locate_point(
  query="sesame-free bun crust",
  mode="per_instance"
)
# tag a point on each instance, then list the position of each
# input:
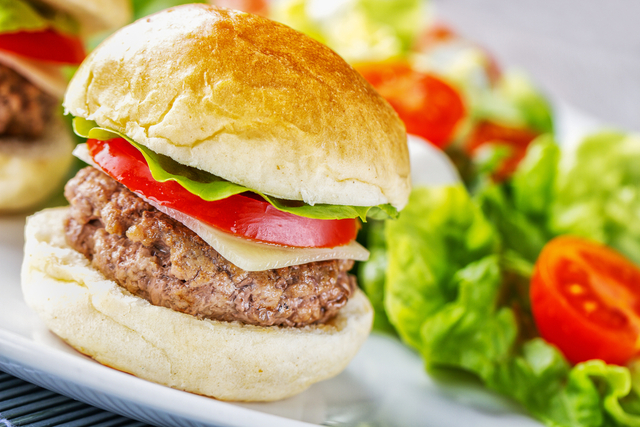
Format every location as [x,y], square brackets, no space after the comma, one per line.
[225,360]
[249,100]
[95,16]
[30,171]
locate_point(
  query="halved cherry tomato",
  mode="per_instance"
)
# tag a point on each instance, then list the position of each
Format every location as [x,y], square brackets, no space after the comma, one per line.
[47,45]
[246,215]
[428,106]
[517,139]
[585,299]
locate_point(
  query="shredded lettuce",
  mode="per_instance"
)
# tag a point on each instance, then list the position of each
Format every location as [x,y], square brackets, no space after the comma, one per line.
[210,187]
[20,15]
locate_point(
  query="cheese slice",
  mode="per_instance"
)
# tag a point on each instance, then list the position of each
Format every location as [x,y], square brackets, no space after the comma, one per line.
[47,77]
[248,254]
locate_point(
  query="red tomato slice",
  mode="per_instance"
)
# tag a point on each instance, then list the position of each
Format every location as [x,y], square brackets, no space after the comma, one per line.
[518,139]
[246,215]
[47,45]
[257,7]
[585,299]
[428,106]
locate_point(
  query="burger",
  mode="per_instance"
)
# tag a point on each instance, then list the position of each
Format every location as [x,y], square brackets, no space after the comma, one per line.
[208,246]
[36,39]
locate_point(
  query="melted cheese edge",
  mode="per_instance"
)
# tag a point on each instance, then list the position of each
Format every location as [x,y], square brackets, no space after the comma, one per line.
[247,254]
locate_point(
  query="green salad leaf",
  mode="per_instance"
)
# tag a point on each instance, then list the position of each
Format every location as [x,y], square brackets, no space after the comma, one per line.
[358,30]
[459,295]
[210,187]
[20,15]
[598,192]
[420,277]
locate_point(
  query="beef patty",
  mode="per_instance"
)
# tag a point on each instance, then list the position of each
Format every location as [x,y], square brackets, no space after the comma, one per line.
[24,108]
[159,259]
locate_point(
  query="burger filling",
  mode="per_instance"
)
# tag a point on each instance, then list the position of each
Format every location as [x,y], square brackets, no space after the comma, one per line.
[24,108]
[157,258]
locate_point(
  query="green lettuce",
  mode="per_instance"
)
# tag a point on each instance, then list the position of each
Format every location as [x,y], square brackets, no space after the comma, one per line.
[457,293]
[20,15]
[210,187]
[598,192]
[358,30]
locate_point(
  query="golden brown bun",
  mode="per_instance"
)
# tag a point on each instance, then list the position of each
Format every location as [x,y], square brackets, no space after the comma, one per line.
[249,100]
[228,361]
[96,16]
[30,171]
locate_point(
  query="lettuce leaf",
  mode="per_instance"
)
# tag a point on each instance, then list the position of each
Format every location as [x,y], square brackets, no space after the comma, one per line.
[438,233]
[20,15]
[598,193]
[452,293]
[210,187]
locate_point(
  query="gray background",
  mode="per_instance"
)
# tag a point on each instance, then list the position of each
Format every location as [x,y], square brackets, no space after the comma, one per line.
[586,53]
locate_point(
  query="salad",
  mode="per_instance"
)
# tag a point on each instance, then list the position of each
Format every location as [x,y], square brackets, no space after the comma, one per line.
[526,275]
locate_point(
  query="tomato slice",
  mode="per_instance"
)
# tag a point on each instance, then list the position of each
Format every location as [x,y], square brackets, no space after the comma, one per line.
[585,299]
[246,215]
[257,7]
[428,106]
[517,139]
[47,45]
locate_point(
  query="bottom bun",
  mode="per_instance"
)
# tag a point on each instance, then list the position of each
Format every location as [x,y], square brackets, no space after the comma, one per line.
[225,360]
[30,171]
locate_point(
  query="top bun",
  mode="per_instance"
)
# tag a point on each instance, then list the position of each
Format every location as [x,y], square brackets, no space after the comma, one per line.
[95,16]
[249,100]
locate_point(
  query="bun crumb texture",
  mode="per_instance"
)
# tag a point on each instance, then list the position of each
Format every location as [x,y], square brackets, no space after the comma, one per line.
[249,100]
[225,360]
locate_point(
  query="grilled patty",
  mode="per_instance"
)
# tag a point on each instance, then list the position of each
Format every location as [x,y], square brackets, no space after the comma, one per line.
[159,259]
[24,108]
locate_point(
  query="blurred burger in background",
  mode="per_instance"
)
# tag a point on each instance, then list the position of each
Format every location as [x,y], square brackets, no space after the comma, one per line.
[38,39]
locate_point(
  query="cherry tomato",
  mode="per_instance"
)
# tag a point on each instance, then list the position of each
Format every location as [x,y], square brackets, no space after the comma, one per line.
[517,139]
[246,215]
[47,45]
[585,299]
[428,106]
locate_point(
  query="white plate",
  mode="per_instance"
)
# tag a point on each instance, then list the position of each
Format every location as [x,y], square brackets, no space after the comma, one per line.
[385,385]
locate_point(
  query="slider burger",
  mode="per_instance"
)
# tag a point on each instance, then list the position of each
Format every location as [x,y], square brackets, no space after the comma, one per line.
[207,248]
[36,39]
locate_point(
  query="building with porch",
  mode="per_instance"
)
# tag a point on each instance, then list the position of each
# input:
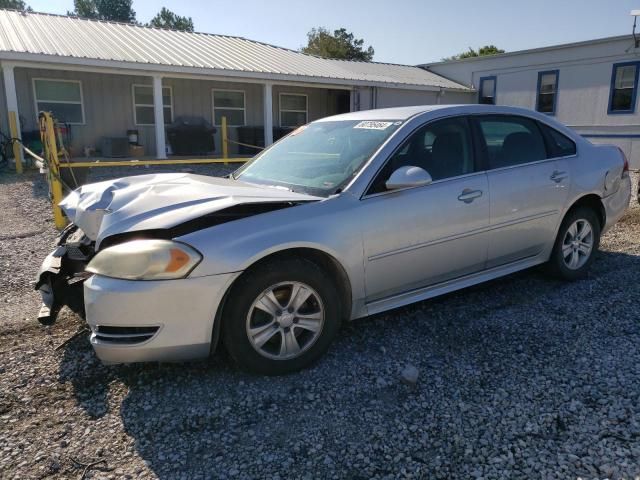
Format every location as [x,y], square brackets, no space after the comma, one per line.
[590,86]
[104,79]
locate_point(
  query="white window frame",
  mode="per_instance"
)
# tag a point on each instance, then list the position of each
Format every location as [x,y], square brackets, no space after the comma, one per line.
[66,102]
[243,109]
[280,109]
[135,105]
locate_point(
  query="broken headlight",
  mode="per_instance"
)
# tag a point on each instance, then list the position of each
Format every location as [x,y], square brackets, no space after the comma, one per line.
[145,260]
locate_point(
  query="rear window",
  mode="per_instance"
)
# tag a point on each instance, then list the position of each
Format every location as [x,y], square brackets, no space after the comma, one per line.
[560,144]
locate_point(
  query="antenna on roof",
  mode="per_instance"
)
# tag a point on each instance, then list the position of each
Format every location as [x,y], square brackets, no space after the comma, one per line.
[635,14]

------------

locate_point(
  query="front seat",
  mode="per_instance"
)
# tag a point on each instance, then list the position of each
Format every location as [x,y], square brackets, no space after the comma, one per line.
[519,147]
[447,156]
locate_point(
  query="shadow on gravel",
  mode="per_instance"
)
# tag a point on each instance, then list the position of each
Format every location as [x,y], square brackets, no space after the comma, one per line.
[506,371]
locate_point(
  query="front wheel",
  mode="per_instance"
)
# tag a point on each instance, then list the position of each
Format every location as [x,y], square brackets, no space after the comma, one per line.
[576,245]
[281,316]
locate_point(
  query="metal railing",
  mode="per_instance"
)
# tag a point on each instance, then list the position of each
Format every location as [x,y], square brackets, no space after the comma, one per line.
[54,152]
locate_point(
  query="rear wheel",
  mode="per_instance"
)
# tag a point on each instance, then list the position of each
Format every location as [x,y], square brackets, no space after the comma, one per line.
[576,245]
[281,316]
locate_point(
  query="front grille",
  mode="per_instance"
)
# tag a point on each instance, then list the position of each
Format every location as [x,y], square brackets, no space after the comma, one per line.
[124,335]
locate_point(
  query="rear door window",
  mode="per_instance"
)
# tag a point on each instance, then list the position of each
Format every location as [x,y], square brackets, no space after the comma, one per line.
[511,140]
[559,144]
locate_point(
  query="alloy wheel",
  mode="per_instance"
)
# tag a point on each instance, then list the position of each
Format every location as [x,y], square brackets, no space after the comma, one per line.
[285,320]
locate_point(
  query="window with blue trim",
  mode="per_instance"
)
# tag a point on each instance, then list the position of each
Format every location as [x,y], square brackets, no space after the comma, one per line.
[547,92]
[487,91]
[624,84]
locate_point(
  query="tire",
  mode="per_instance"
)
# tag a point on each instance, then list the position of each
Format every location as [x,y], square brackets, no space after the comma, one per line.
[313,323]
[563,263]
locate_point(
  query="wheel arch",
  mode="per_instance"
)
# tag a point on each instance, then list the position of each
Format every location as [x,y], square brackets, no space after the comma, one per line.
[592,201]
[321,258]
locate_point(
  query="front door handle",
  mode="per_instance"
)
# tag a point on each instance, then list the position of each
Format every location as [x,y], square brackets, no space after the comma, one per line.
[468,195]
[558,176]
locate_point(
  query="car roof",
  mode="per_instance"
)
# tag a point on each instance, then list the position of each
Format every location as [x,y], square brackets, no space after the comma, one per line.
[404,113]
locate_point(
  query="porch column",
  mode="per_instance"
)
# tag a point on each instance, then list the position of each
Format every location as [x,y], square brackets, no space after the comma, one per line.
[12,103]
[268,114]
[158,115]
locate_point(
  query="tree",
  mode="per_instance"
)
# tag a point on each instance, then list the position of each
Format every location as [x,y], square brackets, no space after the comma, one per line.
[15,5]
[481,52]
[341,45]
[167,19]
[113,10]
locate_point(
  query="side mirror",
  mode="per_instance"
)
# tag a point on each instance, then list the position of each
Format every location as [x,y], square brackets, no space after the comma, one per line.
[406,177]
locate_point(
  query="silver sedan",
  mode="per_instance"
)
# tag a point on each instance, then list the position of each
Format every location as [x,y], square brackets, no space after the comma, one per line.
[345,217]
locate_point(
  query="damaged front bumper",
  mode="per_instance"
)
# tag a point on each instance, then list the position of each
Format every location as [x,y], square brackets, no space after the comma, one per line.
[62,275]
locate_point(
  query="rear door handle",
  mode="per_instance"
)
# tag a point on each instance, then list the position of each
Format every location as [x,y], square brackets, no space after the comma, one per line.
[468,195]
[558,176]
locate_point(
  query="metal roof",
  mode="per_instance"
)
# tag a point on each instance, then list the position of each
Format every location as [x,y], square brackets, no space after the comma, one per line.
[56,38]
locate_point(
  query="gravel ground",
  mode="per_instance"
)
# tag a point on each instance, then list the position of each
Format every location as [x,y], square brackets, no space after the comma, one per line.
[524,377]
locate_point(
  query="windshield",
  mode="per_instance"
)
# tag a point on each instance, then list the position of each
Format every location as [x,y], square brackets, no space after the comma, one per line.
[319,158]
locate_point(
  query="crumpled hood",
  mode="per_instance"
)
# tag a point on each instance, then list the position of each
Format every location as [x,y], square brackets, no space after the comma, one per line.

------------

[TASK GOAL]
Find the string "handle" in the entries above and return each line that holds it.

[ANSWER TO THIS EXERCISE]
  query="front door handle",
  query="rear door handle",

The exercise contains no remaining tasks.